### Given text
Michael Rowland Stanley  (born 6 November 1957) is a New Zealand sports administrator and former rower. He represented New Zealand at the 1984 Los Angeles Olympics. Stanley has since 2009 been the president of the New Zealand Olympic Committee.

Early life
Stanley was born in 1957 in Lower Hutt. Stanley and his three brothers all attended Westlake Boys High School, where he was from 1971 to 1975. He captained the 1st Rugby XV for three of those years, and was a member of the school's senior rowing eight team in 1974 and 1975.

Rowing career
He was chosen for the coxed four for the 1980 Moscow Olympics, but New Zealand did not attend the games due to the boycott. At the 1981 World Rowing Championships at Oberschleißheim outside Munich in Germany, he was a member of the New Zealand eight, which won the B final. At the 1982 World Rowing Championships at Rotsee, Switzerland, he won a gold medal with the New Zealand eight in the stroke seat. At the 1983 World Rowing Championships at Wedau in Duisburg, Germany, he won a gold medal with the New Zealand eight in the stroke seat. At the 1984 Los Angeles Olympics, he was a member of the New Zealand eight that came fourth. He retired after the 1984 Olympic Games from competitive rowing.

### Problem set
**A.** Which lines of the entries contain the string "plush"? Pick out each of them and copy it.
**B.** Can you extend the biography of rower Michael Stanley, starting after its final sentence?

### Entries supplied
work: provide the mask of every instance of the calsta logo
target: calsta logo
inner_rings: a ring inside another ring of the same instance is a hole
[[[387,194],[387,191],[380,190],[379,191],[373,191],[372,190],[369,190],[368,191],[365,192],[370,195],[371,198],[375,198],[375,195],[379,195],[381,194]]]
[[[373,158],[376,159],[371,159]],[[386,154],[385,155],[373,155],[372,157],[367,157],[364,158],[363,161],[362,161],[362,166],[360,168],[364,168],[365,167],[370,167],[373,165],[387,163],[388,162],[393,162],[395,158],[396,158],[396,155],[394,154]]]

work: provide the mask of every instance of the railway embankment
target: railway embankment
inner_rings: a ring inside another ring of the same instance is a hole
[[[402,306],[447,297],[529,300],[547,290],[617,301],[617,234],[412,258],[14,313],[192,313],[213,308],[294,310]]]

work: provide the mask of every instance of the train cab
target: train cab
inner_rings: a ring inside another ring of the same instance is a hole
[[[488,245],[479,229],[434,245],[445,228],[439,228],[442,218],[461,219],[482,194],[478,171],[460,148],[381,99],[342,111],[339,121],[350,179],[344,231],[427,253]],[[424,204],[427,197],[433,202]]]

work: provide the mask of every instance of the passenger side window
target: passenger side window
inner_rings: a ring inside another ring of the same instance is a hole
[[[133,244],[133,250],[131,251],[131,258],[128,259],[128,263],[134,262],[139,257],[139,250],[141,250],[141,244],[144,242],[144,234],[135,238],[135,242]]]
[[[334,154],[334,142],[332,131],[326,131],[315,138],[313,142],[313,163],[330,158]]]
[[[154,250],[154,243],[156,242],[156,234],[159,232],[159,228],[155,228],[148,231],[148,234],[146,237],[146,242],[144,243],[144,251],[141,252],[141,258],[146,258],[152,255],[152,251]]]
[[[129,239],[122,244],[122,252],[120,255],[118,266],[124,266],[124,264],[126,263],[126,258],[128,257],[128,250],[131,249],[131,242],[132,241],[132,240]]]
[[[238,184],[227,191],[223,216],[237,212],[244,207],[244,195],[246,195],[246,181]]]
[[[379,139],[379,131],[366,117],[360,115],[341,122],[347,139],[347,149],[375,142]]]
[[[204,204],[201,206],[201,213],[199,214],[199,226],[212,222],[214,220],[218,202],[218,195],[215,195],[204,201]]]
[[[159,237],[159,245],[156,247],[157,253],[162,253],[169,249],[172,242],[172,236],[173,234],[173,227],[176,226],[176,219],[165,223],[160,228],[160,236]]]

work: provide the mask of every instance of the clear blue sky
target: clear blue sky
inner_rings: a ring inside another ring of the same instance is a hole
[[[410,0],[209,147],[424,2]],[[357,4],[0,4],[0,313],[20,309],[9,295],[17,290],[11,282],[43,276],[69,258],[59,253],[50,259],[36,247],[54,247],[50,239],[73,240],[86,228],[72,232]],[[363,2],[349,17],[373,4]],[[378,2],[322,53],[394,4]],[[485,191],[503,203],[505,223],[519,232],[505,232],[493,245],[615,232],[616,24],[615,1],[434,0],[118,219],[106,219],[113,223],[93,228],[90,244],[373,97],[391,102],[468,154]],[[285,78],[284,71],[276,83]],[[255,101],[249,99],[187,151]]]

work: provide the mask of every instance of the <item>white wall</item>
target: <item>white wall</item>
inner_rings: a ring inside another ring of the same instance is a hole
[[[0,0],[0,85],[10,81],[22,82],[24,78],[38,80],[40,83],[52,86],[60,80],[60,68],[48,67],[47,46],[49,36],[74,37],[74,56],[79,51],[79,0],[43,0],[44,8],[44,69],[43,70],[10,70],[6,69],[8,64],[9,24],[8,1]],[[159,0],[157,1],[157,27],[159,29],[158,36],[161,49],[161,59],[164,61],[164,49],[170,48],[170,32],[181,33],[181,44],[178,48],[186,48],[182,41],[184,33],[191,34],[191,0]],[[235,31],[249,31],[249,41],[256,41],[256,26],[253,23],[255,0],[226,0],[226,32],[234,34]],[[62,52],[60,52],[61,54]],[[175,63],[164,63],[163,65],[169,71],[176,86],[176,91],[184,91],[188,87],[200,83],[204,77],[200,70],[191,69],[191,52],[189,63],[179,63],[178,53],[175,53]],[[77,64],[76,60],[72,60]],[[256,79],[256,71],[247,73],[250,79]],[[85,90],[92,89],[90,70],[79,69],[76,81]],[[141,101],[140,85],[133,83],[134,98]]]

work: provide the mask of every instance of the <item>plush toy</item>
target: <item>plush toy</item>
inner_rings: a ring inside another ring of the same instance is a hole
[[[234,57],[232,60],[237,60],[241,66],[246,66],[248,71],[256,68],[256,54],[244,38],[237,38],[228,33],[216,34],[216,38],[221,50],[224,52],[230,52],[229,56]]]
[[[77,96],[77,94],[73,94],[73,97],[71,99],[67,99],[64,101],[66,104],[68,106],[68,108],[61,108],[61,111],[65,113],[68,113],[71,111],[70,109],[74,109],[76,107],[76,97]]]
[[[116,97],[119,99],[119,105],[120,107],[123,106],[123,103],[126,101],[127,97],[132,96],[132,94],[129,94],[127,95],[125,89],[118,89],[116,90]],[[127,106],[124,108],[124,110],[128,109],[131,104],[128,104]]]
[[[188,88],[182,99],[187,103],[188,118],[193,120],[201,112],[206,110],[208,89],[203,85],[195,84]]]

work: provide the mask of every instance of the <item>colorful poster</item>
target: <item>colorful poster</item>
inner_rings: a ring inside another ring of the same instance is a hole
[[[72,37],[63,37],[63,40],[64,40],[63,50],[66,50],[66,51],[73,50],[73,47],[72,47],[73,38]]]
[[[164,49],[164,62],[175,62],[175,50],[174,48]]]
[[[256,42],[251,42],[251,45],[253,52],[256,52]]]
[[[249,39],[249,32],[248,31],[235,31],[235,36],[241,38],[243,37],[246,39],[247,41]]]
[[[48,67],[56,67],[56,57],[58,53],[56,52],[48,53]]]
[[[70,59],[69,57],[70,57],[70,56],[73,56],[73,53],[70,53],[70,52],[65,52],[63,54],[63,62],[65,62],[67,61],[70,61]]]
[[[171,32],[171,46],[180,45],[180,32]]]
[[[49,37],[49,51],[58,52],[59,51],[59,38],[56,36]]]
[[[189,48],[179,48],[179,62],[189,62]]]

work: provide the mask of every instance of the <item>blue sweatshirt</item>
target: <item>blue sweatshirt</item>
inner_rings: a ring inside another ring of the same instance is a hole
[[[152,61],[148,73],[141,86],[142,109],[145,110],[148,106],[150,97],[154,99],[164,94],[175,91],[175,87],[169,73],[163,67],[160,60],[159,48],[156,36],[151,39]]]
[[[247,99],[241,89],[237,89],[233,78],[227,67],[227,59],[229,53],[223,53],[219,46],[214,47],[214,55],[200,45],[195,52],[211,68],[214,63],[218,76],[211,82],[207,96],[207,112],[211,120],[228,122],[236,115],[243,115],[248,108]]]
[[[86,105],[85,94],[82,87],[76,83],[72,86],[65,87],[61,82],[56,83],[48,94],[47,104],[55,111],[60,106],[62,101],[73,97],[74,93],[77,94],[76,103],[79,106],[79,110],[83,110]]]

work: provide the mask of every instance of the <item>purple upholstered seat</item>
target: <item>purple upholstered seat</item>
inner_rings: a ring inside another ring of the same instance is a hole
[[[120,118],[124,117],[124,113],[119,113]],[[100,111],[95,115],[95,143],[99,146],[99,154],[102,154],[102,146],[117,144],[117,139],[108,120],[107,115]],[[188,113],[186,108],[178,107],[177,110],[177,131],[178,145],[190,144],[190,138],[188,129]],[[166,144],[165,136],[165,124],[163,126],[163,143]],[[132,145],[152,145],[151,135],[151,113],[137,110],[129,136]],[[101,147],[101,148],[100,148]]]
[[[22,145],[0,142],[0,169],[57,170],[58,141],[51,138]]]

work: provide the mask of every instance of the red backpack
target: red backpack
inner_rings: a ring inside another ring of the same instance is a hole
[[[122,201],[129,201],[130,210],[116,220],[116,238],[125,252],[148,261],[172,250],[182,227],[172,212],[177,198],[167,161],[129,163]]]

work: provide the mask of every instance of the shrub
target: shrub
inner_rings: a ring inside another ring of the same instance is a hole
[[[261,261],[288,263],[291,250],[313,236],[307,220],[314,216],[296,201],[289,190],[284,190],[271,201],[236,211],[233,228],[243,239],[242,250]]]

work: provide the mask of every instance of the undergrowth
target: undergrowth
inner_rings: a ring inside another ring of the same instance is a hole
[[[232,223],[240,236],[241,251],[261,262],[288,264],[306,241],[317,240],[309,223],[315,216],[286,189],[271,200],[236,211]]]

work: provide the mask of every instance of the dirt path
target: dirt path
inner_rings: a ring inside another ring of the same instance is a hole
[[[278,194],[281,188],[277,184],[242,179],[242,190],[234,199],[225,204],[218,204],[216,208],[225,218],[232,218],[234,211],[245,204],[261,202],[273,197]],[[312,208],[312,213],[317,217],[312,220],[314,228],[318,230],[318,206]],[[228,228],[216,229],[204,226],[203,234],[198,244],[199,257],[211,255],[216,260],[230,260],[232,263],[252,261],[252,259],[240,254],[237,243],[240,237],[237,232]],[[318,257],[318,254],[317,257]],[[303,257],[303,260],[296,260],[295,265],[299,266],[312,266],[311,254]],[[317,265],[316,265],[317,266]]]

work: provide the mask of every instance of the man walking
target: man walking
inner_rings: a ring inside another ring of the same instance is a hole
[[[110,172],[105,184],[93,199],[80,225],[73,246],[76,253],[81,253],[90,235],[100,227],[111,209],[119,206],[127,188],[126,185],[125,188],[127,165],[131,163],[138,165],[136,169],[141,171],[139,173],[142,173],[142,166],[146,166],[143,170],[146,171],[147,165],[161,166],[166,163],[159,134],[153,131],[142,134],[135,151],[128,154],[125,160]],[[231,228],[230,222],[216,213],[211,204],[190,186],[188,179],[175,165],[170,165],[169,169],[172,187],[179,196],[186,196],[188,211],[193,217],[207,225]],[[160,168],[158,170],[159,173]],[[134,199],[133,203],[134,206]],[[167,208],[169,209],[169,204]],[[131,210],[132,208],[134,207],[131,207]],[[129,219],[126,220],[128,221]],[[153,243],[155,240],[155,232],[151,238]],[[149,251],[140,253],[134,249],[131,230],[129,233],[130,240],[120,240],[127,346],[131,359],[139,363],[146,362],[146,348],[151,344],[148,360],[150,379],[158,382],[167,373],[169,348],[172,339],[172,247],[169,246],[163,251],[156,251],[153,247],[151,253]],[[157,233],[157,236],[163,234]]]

### Replies
**A.**
work: provide the mask of every instance of the <item>plush toy</item>
target: <item>plush toy</item>

**B.**
Awards
In 1982, the 1982 rowing eight crew was named sportsman of the year. The 1982 team was inducted into the New Zealand Sports Hall of Fame in 1995.

Post rowing career
From 1988 to 1994, Stanley was Sports Master for Westlake Boys High School. He coached the rowing team, and the Westlake boat won the Springbok Shield in 1989 and 1991, with his school coming second in the Maadi Cup in both those years. He returned to the school in 2004 as a rowing coach. Stanley was chief executive of Rowing New Zealand from 1994 to 2003. He remained on the board of the organisation until 2009. From 2005, he was a member of the New Zealand Olympic Committee, and since 2009, he has been president of the organisation, when he succeeded Sir Eion Edgar.

Family
Stanley is married to Jane, and they have three children.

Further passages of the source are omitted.